----- Dataset records -----
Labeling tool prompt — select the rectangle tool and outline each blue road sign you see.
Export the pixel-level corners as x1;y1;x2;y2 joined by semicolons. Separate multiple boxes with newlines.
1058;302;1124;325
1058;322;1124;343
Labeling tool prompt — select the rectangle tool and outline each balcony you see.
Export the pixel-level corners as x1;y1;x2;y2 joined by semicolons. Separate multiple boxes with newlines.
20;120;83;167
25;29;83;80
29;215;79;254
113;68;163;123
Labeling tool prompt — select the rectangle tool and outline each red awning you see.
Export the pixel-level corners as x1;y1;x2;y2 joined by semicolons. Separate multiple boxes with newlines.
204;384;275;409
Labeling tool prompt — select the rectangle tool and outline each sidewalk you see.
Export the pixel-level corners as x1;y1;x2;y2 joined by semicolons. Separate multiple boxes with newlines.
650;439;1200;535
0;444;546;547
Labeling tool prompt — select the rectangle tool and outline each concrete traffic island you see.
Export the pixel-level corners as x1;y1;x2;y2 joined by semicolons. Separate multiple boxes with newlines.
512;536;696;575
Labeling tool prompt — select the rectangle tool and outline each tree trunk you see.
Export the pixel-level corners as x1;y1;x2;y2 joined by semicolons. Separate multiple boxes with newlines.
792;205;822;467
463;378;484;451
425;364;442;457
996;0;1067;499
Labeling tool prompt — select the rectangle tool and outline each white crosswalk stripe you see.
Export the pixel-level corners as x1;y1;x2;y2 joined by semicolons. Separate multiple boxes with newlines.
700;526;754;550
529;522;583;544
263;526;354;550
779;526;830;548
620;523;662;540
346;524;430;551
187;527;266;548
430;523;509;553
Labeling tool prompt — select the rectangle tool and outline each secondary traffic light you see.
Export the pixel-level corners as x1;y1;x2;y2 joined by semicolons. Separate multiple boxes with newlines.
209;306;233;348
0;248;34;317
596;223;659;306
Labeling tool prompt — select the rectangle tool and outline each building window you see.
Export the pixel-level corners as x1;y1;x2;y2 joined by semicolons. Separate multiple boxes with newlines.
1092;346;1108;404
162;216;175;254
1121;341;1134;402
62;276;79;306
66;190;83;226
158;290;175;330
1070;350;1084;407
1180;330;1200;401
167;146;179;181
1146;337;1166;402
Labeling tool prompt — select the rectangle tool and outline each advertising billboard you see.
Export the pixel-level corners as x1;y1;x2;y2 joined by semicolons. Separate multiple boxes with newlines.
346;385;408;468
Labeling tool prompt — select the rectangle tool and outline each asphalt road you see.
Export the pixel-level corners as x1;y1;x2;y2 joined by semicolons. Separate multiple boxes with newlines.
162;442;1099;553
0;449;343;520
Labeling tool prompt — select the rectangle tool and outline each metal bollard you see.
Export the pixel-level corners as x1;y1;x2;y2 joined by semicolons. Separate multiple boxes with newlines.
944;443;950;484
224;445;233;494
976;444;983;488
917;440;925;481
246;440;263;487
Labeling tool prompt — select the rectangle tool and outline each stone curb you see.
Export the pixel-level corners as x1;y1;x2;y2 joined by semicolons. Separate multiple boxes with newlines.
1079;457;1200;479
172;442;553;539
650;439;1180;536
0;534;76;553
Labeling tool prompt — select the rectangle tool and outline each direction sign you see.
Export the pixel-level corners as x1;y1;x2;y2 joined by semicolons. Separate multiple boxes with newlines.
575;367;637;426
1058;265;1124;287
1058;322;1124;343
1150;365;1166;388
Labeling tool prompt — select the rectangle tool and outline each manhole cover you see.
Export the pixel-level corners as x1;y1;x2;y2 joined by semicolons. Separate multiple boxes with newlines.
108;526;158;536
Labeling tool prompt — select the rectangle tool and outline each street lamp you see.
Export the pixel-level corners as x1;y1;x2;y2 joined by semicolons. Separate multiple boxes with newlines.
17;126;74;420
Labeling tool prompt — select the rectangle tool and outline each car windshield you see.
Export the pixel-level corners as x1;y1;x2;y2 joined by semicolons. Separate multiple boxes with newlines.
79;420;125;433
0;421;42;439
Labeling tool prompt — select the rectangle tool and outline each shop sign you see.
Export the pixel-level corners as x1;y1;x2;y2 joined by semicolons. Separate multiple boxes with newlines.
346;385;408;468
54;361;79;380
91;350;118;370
-----
### Task details:
Retype the listing above line for line, changing nothing.

### Task response:
Labeling tool prompt — select the rectangle tool and outline each blue road sign you see.
Export the pixel-level corners as x1;y1;x2;y2 joined by semicolons. Separate multiple boxes with newlines.
1058;302;1124;325
1058;322;1124;343
Labeling tool prompt — select the rectangle tool and outline each balcony you see.
Export the pixel-level corners as x1;y1;x2;y2 joined by semicolons. Separate multiple boxes with newlines.
20;120;83;167
25;29;83;80
29;215;79;254
113;68;163;123
Labeling tool prompt — select the rectangle tool and outline each red awning you see.
Export the pixel-level corners as x1;y1;x2;y2 joined by semicolons. Separate multiple boxes with newlines.
204;384;275;409
Labeling tool prompt — select the rectangle tool and outline each sidewalk you see.
Export the pixel-level corners as x1;y1;x2;y2 joined by semicolons. Separate multiple boxes with newlines.
650;439;1200;535
0;444;546;547
Labeling tool prompt — select the rectangle tool and outline each concrete traffic island you see.
Export the pixel-level corners as x1;y1;x2;y2 joined by semicolons. Separate multiple boxes with newlines.
512;536;696;575
Labeling tool prompt — select the rectangle tool and outline each tree trunk you see.
Export the pixel-level corners as x1;y1;x2;y2 joined by semicolons. Separate multiple boxes with newlines.
792;205;822;467
463;378;484;451
425;364;442;457
996;0;1067;499
Labeling tool prompt — select the rectangle tool and outline each white crosswalk stripe you see.
Export the pixel-level corners as x1;y1;x2;y2 joined by semicolons. Separate multiple boxes with newlines.
700;526;754;550
529;522;583;544
263;526;354;550
779;526;830;548
620;523;662;540
346;524;430;551
187;527;266;548
430;523;509;553
Labeling tool prompt — select the rectangle tool and outline each secondary traffic light you see.
Export the pixel-level corners as x1;y1;x2;y2 joined by semicolons. Separate multiple boxes with newlines.
209;306;233;348
0;248;34;317
596;223;659;306
Labeling tool prompt — select the rectangle tool and outline each building window you see.
Export the pixel-level corners as x1;y1;x2;y2 joined by semicolons. Separate multiple boxes with newlines.
1092;346;1108;404
162;216;175;254
1121;341;1134;402
62;276;79;306
66;190;83;226
158;290;175;330
1070;350;1084;407
1180;330;1200;401
167;146;179;181
1146;337;1166;402
Labeling tool prompt — select the rectangle tool and outline each advertising billboard you see.
Export the pixel-level corners as x1;y1;x2;y2 joined by semicolons. Separate multiple boxes with newlines.
346;385;408;468
Labeling tool prompt — select the rectangle tool and outline each asphalt road you see.
Export the pixel-level corners as x1;y1;x2;y2 joined by semicolons. Separate multiple boxes with newlines.
162;442;1099;553
0;449;343;520
Labeling tool prompt — select the rectangle tool and outline each metal bollard you see.
Export the pixel-level corners as x1;y1;x2;y2 joined by semicolons. Separate multiple boxes with newlines.
944;443;950;484
224;445;233;494
976;444;983;488
917;440;925;481
246;440;263;487
Labeling tool prompt — select the rectangle tool and outline each stone curb you see.
Export the pixel-level corners as x1;y1;x2;y2 joined by semicolons. Separate multiple boxes with newlines.
1079;457;1200;479
172;442;553;539
650;439;1180;536
0;534;76;553
Labeling tool prompt — select the rectangle tool and outline each direction sign you see.
Export the pixel-level corners as x1;y1;x2;y2 joined by semicolons. Separate multiple boxes with newlines.
575;367;637;426
1058;265;1124;287
1058;322;1124;343
1150;365;1166;388
Labeling tool prompt — select the rectangle tool and outline each manhole cover you see.
Export the pixel-level corners as x1;y1;x2;y2 joined by semicolons. Separate multiple boxes with newlines.
108;526;158;536
Labeling tool prompt — select the rectangle tool and outline each street lamp you see.
Export the pixel-level corners as x1;y1;x2;y2 joined by semicolons. Separate multiple boxes with newlines.
17;126;74;420
Labeling tool prompt — select the rectangle tool and outline each car windshield you see.
Export the pixel-level corners as x1;y1;x2;y2 joined by semicolons. Separate multiple boxes with newlines.
79;420;125;433
0;421;42;439
Labeling tool prompt — select the rectangle tool and outline each shop sign you see.
Export the pixel-level corners as x1;y1;x2;y2 joined by semicolons. Separate multiple boxes with newlines.
346;385;408;468
54;361;79;380
91;350;118;370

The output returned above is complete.